:: What this task involves ::
Copy the lines starting at the line that contains "--target snow-covered beach" and ending at the line that contains "M 139 109 L", adding 50 to every coordinate in the answers and leaving everything else unchanged.

(Stored items)
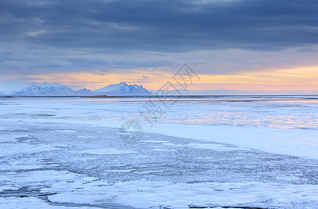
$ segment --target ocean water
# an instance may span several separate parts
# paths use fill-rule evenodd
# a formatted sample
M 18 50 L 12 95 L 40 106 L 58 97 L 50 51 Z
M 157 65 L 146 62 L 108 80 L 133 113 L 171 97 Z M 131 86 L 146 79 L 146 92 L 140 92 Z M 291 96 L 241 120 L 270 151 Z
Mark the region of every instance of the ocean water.
M 317 95 L 0 98 L 0 208 L 317 208 Z M 143 132 L 132 144 L 127 121 Z

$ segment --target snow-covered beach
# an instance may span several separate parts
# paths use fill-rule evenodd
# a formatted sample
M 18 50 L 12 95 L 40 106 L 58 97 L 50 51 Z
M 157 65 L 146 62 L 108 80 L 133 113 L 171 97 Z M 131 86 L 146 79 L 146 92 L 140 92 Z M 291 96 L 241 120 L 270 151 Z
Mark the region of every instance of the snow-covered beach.
M 0 207 L 318 207 L 317 96 L 147 100 L 0 98 Z

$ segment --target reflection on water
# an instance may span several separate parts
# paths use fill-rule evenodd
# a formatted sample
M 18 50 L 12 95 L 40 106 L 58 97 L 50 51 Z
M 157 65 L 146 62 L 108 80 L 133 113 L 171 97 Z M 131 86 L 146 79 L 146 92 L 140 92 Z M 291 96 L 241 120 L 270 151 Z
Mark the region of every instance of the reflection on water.
M 139 109 L 149 98 L 0 98 L 8 104 L 7 116 L 41 116 L 112 121 L 143 121 Z M 171 98 L 166 102 L 173 102 Z M 159 105 L 159 99 L 152 98 Z M 15 105 L 9 104 L 15 102 Z M 159 123 L 204 125 L 250 126 L 273 128 L 318 129 L 318 96 L 185 96 L 179 98 Z M 75 109 L 75 111 L 72 109 Z M 56 110 L 58 110 L 56 111 Z M 34 114 L 36 114 L 34 115 Z M 1 113 L 6 117 L 6 112 Z

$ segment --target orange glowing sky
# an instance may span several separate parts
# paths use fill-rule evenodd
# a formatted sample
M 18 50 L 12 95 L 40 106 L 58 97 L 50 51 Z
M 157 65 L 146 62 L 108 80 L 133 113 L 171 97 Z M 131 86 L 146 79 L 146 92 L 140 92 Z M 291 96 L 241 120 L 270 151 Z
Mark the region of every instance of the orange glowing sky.
M 126 82 L 129 84 L 142 84 L 147 89 L 156 90 L 169 81 L 173 82 L 173 74 L 160 69 L 133 69 L 130 72 L 65 72 L 29 75 L 38 82 L 56 82 L 73 86 L 74 89 L 87 88 L 95 90 L 110 84 Z M 21 75 L 23 77 L 24 75 Z M 198 74 L 200 80 L 188 86 L 189 89 L 228 88 L 236 90 L 317 90 L 318 66 L 284 69 L 262 69 L 227 75 Z M 18 77 L 19 76 L 17 76 Z M 17 75 L 7 76 L 7 79 Z M 75 87 L 78 86 L 78 87 Z

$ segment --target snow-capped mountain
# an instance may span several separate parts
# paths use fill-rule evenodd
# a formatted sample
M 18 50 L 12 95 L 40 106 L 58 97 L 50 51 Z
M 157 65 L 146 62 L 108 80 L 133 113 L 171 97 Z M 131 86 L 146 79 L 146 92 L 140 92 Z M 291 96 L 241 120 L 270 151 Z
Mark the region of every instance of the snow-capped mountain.
M 75 95 L 75 93 L 71 88 L 59 84 L 54 84 L 52 85 L 38 85 L 33 83 L 30 86 L 21 91 L 13 91 L 13 94 L 23 95 Z
M 94 91 L 87 88 L 73 91 L 59 83 L 0 83 L 0 95 L 147 95 L 152 93 L 140 85 L 128 85 L 125 82 L 111 84 Z
M 142 85 L 128 85 L 125 82 L 110 84 L 93 91 L 99 95 L 150 95 L 152 93 Z

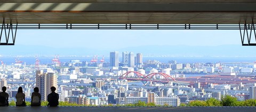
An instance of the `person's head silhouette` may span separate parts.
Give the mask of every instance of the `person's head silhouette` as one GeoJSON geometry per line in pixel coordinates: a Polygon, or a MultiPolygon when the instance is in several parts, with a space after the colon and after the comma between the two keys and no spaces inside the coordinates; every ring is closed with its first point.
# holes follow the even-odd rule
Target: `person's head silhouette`
{"type": "Polygon", "coordinates": [[[5,92],[5,91],[6,91],[6,87],[5,86],[3,86],[2,87],[2,91],[3,91],[3,92],[5,92]]]}
{"type": "Polygon", "coordinates": [[[56,90],[56,87],[52,86],[51,87],[51,90],[52,91],[52,92],[55,92],[55,90],[56,90]]]}

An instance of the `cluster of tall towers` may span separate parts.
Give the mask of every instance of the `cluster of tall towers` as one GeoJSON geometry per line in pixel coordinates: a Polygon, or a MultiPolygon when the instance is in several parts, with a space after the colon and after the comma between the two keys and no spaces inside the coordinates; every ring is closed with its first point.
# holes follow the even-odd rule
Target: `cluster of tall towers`
{"type": "MultiPolygon", "coordinates": [[[[138,53],[136,57],[133,52],[123,52],[122,57],[122,64],[129,67],[135,67],[135,65],[141,67],[142,65],[142,54],[138,53]]],[[[119,66],[118,52],[111,52],[110,54],[110,66],[119,66]]]]}

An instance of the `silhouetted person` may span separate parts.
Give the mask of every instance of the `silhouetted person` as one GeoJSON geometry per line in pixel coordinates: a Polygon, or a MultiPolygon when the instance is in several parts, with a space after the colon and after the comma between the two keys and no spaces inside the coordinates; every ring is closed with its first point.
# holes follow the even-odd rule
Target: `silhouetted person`
{"type": "Polygon", "coordinates": [[[0,92],[0,106],[9,106],[9,102],[8,101],[9,94],[5,92],[6,87],[5,86],[2,87],[2,91],[3,92],[0,92]]]}
{"type": "Polygon", "coordinates": [[[31,95],[31,106],[41,106],[41,94],[38,92],[38,87],[35,87],[34,89],[34,92],[32,93],[31,95]]]}
{"type": "Polygon", "coordinates": [[[52,93],[47,96],[47,101],[49,102],[47,106],[50,107],[57,107],[59,105],[59,94],[55,92],[56,88],[54,86],[51,87],[52,93]]]}
{"type": "Polygon", "coordinates": [[[18,93],[16,94],[16,106],[26,106],[25,94],[23,93],[22,87],[18,89],[18,93]]]}

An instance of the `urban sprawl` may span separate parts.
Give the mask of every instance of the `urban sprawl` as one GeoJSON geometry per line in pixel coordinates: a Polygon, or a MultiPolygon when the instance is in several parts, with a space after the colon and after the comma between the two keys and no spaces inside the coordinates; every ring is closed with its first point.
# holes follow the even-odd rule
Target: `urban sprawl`
{"type": "Polygon", "coordinates": [[[119,54],[111,52],[109,60],[98,60],[97,56],[89,62],[61,62],[55,57],[50,64],[40,64],[36,58],[30,65],[19,59],[10,65],[2,60],[0,89],[7,87],[9,101],[15,101],[21,86],[26,101],[30,101],[34,88],[38,87],[42,101],[46,101],[50,87],[55,86],[60,101],[82,105],[140,101],[177,107],[196,100],[221,100],[226,95],[239,101],[256,99],[254,62],[180,63],[170,58],[163,63],[142,61],[142,53],[119,54]]]}

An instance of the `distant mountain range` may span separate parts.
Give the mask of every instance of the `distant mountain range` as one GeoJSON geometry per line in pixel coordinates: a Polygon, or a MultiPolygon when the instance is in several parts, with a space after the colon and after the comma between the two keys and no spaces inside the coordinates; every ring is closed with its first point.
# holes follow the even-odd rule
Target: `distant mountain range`
{"type": "MultiPolygon", "coordinates": [[[[122,52],[142,53],[144,55],[168,55],[175,57],[256,57],[256,46],[228,45],[217,46],[193,46],[188,45],[148,45],[116,49],[122,52]]],[[[83,47],[54,48],[36,45],[0,46],[2,55],[106,55],[113,50],[92,49],[83,47]]]]}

:: Right answer ::
$ segment --target snow-covered beach
# an instance may span several separate parts
# paths use fill-rule evenodd
# a formatted sample
M 18 50 L 12 95 L 40 106 L 58 97 L 50 51 Z
M 157 65 L 146 62 L 108 80 L 133 113 L 171 97 Z M 131 86 L 146 79 L 146 92 L 140 92 Z M 291 96 L 241 120 L 270 151 Z
Mark the region of every instance of the snow-covered beach.
M 50 257 L 368 257 L 367 146 L 197 150 L 50 148 Z

$ segment --target reflection on water
# an instance may span several separate parts
# paths use fill-rule evenodd
# a formatted sample
M 18 50 L 12 95 L 40 106 L 58 97 L 50 51 Z
M 157 65 L 146 62 L 108 80 L 133 113 L 171 97 Z M 131 86 L 146 79 L 146 92 L 140 92 Z M 291 96 L 241 120 L 270 151 Z
Mark the region of every instance of the reflection on water.
M 189 159 L 199 148 L 50 148 L 58 154 L 57 166 L 91 166 L 162 171 L 193 171 Z M 221 148 L 216 152 L 223 152 Z M 209 155 L 209 149 L 202 148 Z M 65 155 L 59 154 L 65 152 Z M 209 173 L 254 175 L 300 176 L 323 178 L 368 179 L 368 146 L 235 146 L 229 148 Z M 125 159 L 125 161 L 122 159 Z M 106 160 L 108 160 L 106 161 Z M 84 164 L 86 164 L 84 165 Z M 51 163 L 56 167 L 56 162 Z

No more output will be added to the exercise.